# Talepler:
**A)** BDDK haberine göre şu soruları cevaplayın:
(i) Banka hesapları usulsüz sorgulanan vakıflar hangileri?
(ii) Elde edilen bilgilerin hangi yapıya aktarıldığı belirtiliyor?
(iii) İddianame kaç kişi hakkında hazırlanmış?
**B)** BDDK haberini bittiği noktadan devam ettirin.

# Metin Alıntısı:
::::
Bankacılık Düzenleme ve Denetleme Kurumu'nun (BDDK) çalışma esaslarına aykırı şekilde, önemli projelere imza atan bazı iş adamları ile Türkiye Gençlik ve Eğitime Hizmet Vakfı (TÜRGEV) ve İHH İnsani Yardım Vakfı gibi vakıfların banka hesaplarının usulsüz sorgulanarak elde edilen bilgilerin, FETÖ/PDY'ye aktarılmasına ilişkin yürütülen soruşturma sonucunda, FETÖ elebaşı Fetullah Gülen ile dönemin bazı BDDK yönetici ve çalışanlarının da aralarında bulunduğu 33 kişi hakkında hazırlanan iddianamenin kabulüne karar verildi.
::::
(Koordinat etiketleme kayıtları)

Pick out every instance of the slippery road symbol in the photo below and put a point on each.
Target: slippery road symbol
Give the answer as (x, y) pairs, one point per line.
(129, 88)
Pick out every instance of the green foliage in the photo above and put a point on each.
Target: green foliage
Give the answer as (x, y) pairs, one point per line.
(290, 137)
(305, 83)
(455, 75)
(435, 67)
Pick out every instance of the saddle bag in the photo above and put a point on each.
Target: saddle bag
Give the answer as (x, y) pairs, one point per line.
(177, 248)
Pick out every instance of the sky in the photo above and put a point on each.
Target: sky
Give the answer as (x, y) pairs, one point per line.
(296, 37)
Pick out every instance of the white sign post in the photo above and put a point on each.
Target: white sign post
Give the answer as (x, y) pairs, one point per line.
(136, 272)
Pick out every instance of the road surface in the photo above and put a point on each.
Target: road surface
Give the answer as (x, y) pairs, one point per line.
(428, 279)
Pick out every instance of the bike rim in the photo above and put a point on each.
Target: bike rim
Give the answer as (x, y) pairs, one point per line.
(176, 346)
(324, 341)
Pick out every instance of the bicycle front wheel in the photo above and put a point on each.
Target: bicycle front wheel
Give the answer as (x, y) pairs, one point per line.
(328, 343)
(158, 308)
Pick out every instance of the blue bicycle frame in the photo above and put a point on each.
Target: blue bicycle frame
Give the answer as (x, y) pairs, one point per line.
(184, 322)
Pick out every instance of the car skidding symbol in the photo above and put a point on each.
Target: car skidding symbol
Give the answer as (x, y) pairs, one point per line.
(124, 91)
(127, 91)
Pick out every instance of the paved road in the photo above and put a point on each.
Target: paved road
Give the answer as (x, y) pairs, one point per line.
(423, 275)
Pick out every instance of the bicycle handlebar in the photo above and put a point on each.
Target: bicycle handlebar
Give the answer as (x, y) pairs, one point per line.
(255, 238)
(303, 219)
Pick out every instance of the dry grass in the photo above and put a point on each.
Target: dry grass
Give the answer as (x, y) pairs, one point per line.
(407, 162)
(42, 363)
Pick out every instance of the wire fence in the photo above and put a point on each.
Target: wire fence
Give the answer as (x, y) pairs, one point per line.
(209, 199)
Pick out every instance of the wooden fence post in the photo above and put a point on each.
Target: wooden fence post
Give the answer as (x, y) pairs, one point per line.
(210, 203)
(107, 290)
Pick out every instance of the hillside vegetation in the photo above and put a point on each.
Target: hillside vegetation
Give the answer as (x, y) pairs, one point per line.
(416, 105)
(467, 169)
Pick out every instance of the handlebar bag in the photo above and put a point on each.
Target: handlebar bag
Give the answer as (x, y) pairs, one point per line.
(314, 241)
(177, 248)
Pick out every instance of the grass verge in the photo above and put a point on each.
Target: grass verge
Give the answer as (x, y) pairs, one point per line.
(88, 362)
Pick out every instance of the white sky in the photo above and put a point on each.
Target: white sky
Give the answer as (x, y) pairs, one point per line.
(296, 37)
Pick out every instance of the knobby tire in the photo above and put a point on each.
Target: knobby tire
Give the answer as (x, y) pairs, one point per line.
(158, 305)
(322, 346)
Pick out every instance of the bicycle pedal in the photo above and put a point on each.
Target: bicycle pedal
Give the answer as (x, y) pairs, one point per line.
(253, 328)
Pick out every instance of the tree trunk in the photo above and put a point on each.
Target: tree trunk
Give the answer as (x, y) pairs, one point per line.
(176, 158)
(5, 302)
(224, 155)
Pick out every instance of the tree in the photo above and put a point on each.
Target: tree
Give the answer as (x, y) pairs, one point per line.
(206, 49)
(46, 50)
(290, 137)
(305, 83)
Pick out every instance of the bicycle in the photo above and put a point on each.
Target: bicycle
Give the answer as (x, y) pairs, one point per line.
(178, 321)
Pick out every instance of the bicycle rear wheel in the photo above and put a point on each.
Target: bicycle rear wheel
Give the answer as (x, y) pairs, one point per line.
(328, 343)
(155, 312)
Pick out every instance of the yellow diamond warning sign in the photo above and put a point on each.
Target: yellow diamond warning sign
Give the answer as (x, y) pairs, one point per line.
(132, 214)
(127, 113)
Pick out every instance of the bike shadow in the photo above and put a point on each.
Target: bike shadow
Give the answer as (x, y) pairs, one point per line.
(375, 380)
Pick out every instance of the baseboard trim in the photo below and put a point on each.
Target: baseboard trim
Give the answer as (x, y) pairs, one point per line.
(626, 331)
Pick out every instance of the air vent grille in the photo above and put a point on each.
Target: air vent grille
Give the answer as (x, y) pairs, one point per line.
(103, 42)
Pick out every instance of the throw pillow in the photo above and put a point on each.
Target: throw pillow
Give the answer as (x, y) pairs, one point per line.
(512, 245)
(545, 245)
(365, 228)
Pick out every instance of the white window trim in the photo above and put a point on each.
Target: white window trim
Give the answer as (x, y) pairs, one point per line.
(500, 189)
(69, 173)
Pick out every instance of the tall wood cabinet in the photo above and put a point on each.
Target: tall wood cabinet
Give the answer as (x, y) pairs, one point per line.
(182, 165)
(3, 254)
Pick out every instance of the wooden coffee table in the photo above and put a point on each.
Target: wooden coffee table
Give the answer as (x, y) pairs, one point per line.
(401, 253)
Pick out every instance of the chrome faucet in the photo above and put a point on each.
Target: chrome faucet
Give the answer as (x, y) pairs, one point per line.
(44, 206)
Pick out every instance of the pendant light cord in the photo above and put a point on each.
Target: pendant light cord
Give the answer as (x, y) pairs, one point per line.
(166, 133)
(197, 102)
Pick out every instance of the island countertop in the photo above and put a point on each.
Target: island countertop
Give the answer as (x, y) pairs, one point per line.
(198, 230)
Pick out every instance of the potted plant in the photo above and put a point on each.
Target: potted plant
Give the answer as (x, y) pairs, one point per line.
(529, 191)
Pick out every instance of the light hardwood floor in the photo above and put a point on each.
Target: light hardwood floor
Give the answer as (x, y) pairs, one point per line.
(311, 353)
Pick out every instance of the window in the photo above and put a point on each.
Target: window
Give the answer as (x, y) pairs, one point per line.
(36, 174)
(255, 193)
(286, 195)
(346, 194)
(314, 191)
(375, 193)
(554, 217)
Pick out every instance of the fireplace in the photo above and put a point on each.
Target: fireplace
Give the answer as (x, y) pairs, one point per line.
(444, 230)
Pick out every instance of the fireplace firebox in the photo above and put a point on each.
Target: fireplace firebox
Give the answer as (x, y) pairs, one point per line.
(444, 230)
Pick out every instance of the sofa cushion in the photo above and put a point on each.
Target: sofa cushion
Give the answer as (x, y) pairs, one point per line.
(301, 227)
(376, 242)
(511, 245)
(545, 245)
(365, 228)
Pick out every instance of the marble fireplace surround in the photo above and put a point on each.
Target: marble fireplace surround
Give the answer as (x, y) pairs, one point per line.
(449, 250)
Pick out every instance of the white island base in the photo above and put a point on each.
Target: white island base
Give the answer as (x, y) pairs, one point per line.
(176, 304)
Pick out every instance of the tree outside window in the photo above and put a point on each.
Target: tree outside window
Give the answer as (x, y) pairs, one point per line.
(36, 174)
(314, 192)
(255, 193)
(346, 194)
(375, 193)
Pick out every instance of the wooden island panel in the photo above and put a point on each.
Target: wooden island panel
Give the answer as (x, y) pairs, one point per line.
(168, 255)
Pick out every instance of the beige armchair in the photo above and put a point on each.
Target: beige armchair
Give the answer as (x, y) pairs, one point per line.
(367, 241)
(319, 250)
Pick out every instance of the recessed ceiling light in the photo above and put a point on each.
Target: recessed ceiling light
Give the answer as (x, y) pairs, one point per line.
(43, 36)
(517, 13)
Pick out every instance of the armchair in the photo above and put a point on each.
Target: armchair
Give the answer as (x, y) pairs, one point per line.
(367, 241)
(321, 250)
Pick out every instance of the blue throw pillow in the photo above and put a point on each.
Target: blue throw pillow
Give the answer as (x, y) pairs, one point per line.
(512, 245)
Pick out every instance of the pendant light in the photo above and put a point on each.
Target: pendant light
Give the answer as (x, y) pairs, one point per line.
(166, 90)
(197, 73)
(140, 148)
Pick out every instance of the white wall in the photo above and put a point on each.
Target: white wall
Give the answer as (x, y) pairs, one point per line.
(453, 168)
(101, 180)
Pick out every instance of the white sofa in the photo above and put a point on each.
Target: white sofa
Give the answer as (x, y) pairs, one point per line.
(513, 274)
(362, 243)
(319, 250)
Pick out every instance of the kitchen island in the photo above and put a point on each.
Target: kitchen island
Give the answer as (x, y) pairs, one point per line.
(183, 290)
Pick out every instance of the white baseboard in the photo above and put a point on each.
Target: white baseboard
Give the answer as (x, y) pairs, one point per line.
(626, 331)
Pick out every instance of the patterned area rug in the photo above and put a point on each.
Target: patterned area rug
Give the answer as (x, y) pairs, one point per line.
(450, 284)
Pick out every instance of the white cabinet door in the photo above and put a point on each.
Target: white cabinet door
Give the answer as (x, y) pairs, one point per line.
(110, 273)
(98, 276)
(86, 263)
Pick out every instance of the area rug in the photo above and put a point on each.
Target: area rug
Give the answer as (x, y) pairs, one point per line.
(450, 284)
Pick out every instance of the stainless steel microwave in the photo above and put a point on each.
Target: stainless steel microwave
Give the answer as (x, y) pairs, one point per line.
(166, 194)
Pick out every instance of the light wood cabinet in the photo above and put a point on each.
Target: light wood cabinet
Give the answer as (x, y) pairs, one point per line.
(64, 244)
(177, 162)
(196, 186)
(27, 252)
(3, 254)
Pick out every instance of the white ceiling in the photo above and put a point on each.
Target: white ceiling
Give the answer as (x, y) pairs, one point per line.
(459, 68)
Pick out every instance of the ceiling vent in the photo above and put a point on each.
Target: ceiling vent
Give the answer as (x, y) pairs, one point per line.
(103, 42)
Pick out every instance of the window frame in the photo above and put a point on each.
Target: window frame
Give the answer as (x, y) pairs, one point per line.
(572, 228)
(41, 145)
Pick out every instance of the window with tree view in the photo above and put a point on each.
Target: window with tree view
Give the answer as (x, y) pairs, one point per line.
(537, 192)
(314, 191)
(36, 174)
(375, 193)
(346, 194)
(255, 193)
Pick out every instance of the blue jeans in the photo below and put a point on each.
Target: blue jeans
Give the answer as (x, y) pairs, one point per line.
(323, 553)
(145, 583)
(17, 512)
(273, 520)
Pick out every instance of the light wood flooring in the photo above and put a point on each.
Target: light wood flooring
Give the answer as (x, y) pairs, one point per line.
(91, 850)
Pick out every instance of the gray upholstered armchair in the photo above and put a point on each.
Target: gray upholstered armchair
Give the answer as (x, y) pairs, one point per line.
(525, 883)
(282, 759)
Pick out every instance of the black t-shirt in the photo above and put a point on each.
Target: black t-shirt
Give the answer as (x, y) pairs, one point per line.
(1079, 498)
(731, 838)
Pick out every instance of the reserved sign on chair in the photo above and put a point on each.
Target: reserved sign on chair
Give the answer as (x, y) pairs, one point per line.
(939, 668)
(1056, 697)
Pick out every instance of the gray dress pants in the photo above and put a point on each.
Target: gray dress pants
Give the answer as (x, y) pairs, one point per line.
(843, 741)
::::
# Görevlere Göre Yanıtlar:
**A)**
(i) Türkiye Gençlik ve Eğitime Hizmet Vakfı (TÜRGEV) ve İHH İnsani Yardım Vakfı.
(ii) FETÖ/PDY'ye.
(iii) 33 kişi.

**B)**
İstanbul 14. Ağır Ceza Mahkemesi, BDDK çalışma esaslarına aykırı şekilde bazı siyasetçi, iş adamları ve kurumların banka hesaplarının usulsüz sorgulanarak elde edilen bilgilerin, FETÖ/PDY silahlı terör örgütüne aktarılmasına ilişkin soruşturma sonucunda hazırlanan iddianame üzerindeki inceleme işlemlerini tamamladı.

Mahkeme heyeti, iddianameyi kabul ederek, ilk duruşmanın 29 Kasım'da Silivri Cezaevinin karşısında bulunan salonda yapılmasına karar verdi. Duruşmaların, 30 Kasım ve 1 Aralık'ta da sürdürülmesini kararlaştıran heyet, tutuklu sanıkların bu hallerinin de devamına hükmetti.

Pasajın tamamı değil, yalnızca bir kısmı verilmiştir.